Stated goal – Under this task are some entries; return every one of them exactly.
**** Input
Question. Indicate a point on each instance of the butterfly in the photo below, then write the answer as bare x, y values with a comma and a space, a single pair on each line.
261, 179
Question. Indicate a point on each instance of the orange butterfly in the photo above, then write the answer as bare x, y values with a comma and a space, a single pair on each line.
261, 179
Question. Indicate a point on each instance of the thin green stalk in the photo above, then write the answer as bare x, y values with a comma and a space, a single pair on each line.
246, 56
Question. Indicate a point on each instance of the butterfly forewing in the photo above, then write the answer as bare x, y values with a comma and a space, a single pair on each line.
********
Exercise result –
Question. Indicate a point on each instance of the butterfly in the photo below, then write the answer as bare x, y values with a comma and a space, a single pair on each line.
261, 179
Question. Indicate a point on each instance of the orange butterfly in the photo above, then write the answer as bare x, y values with a comma and a space, a single pair on each line.
261, 179
Question. Indicate a point on each instance of the thin green stalk in the photo above, then write the answer as bare x, y values with a comma and a space, a single pair on each line.
246, 56
Question. Indicate a point on each instance of the butterfly forewing in the photo above, then write the answer as bare x, y values with a comma and a space, a single pair on each line.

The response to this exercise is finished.